_What you are asked to do_
Please restate the data word for word, leaving out no line.

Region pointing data

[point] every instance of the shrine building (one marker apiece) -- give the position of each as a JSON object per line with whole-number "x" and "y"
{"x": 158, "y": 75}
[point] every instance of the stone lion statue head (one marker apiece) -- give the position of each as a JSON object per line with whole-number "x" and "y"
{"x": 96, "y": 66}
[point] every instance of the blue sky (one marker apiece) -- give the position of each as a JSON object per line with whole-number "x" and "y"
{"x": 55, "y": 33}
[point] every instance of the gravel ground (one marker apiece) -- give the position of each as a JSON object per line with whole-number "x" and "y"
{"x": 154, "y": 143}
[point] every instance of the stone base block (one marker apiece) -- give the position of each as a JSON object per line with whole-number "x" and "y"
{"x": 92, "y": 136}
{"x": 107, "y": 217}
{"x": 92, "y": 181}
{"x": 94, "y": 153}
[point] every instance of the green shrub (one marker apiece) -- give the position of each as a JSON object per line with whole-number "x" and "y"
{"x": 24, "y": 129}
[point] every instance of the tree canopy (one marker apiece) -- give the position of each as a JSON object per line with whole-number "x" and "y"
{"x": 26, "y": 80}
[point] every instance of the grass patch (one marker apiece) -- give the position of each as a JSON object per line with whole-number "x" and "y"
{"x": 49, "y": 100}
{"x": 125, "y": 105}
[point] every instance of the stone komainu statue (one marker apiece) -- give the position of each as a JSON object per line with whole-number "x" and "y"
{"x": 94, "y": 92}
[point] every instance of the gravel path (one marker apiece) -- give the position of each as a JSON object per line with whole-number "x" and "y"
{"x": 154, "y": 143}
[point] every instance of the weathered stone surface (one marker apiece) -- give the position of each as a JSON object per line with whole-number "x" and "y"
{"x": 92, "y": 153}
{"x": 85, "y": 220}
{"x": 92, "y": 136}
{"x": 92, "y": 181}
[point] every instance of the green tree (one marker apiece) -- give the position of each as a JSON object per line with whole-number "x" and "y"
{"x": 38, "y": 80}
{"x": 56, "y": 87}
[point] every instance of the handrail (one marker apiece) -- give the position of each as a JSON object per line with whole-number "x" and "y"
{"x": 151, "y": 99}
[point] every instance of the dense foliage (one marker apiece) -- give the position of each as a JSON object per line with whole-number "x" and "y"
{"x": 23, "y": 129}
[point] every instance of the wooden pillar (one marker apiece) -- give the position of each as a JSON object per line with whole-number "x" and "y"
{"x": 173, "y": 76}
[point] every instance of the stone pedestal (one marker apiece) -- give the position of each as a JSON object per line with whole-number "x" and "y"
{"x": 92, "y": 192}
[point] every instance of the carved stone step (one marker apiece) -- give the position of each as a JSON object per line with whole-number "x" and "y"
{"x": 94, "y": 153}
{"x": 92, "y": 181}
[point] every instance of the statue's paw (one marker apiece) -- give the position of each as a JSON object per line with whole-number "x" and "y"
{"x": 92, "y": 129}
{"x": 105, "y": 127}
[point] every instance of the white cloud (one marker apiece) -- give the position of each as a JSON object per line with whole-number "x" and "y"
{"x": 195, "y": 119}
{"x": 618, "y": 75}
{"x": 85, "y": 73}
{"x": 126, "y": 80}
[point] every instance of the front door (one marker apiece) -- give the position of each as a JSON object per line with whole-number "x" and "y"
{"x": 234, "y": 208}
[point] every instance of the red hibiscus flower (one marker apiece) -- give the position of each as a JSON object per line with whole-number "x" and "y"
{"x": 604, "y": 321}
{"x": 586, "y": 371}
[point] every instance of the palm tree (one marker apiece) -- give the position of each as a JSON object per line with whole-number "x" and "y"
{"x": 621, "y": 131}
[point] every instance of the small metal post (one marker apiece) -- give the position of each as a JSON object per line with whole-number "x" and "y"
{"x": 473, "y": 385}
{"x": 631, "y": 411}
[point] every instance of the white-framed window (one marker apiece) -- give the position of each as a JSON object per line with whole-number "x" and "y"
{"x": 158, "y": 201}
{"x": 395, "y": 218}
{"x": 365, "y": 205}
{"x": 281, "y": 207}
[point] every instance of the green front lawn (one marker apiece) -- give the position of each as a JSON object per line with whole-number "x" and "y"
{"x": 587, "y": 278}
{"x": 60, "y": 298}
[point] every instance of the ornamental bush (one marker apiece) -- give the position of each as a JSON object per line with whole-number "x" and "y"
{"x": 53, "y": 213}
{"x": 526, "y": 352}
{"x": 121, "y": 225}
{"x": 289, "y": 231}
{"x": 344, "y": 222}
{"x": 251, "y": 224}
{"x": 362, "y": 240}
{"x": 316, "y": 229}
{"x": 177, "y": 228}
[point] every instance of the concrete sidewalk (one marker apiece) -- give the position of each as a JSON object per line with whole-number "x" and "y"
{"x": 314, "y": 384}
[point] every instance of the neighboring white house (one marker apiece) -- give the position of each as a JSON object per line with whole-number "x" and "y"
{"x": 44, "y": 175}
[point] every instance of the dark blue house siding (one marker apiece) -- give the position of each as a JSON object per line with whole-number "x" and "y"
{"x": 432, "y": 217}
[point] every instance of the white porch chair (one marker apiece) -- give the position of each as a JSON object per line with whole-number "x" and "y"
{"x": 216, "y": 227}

_Response area_
[point] every instance of the shrine building (one marker apiece) -- give the position of each as a JSON object per line with whole-number "x" and "y"
{"x": 158, "y": 75}
[point] every instance of the stone lion statue head (one marker apiece) -- give the position of each as a JSON object per line with whole-number "x" and "y"
{"x": 96, "y": 66}
[point] every instance of the blue sky (one marker apiece) -- give the position of each as a JSON object per line with whole-number "x" and "y"
{"x": 55, "y": 33}
[point] every instance of the gravel ground (one marker apiece) -- give the position of each as a JSON object per line with whole-number "x" and "y"
{"x": 154, "y": 143}
[point] every instance of the stone base block (one marker apiece) -- give the position of each as a JSON object per line with whole-number "x" and "y"
{"x": 92, "y": 136}
{"x": 107, "y": 217}
{"x": 92, "y": 181}
{"x": 94, "y": 153}
[point] every instance of the green shrub (one marker apiece) -- give the position of each as a JSON object per line with whole-number "x" and "y"
{"x": 24, "y": 129}
[point] every instance of the tree canopy (one marker apiece) -- give the position of each as a JSON object per line with whole-number "x" and "y"
{"x": 26, "y": 80}
[point] every instance of the grass patch (one marker apiece) -- give the position of each as a JSON object per line with whole-number "x" and "y"
{"x": 49, "y": 100}
{"x": 125, "y": 105}
[point] every instance of the stone komainu statue (one marker apiece) -- give the position of each as a JSON object per line with whole-number "x" and "y"
{"x": 94, "y": 92}
[point] every instance of the gravel path (one marker apiece) -- give the position of each as a JSON object per line with whole-number "x" and "y"
{"x": 154, "y": 143}
[point] every instance of the weathered stone surface (one marker apiece) -- give the position of each as a JSON object per line with whole-number "x" and "y"
{"x": 92, "y": 153}
{"x": 85, "y": 220}
{"x": 92, "y": 136}
{"x": 92, "y": 181}
[point] every instance of the green tree (one marker apiece) -- give the position of each as a JSON object per line with whole-number "x" and "y"
{"x": 38, "y": 80}
{"x": 56, "y": 87}
[point] every instance of the handrail (one marker apiece) -- give the position of each as a JSON object per line with whole-number "x" and "y"
{"x": 151, "y": 99}
[point] every instance of the dense foliage (one marker apiece) -- give the position of each as a JSON object per line with whole-number "x" and "y"
{"x": 23, "y": 129}
[point] every instance of the wooden pillar (one marker apiece) -- give the position of each as a JSON object per line with whole-number "x" and "y"
{"x": 173, "y": 76}
[point] every instance of the stone pedestal (one marker apiece) -- give the position of each as a JSON object per line with whole-number "x" and "y"
{"x": 92, "y": 192}
[point] every instance of the carved stone step (one marker apiece) -- give the position of each as a JSON object per line with whole-number "x" and "y"
{"x": 94, "y": 153}
{"x": 92, "y": 181}
[point] every instance of the statue's paw (one marker apiece) -- give the position of each as a JSON object per line with whole-number "x" and "y"
{"x": 92, "y": 129}
{"x": 105, "y": 127}
[point] every instance of the white cloud (one marker apiece) -- give the position of each as a JSON object per line with whole-number "x" and "y"
{"x": 195, "y": 119}
{"x": 618, "y": 75}
{"x": 85, "y": 73}
{"x": 126, "y": 80}
[point] every instance of the front door (one marker apiece) -- give the position of each as a JSON object per line with whole-number "x" and "y"
{"x": 234, "y": 208}
[point] every instance of the red hibiscus flower (one marker apiece) -- give the position of each as a JSON object per line with whole-number "x" and "y"
{"x": 604, "y": 321}
{"x": 586, "y": 371}
[point] every instance of the palm tree (one marker apiece) -- give the position of each as a JSON object per line with whole-number "x" and "y"
{"x": 621, "y": 131}
[point] every instance of the small metal post (one marker apiece) -- give the position of each as a JSON object per line with whole-number "x" and "y"
{"x": 473, "y": 385}
{"x": 631, "y": 411}
[point] every instance of the white-framed window (one marker apiece) -- give the position of each as a JSON object per line with whole-number "x" and "y"
{"x": 158, "y": 201}
{"x": 395, "y": 218}
{"x": 365, "y": 205}
{"x": 281, "y": 207}
[point] every instance of the green front lawn (one marker apiece) -- give the position of each as a JSON object per line with whole-number "x" and "y"
{"x": 587, "y": 278}
{"x": 60, "y": 298}
[point] every instance of the ornamental bush (one marker apiece) -- give the position of each as a JSON object per line with whole-number "x" and "y"
{"x": 53, "y": 213}
{"x": 526, "y": 352}
{"x": 121, "y": 225}
{"x": 289, "y": 231}
{"x": 344, "y": 222}
{"x": 251, "y": 224}
{"x": 362, "y": 240}
{"x": 316, "y": 229}
{"x": 177, "y": 228}
[point] every instance of the concrete sidewalk (one marker apiece) -- give the position of each as a JSON object per line with whole-number "x" and "y"
{"x": 314, "y": 384}
[point] every instance of the neighboring white house (one marker apiece) -- give the position of each as a JSON object per line with whole-number "x" and "y"
{"x": 44, "y": 175}
[point] every instance of the dark blue house siding (one marker apiece) -- give the position of each as a JSON object per line with whole-number "x" and "y"
{"x": 432, "y": 217}
[point] every instance of the white porch chair (one marker apiece) -- give the position of each as a JSON object per line with whole-number "x" and "y"
{"x": 216, "y": 227}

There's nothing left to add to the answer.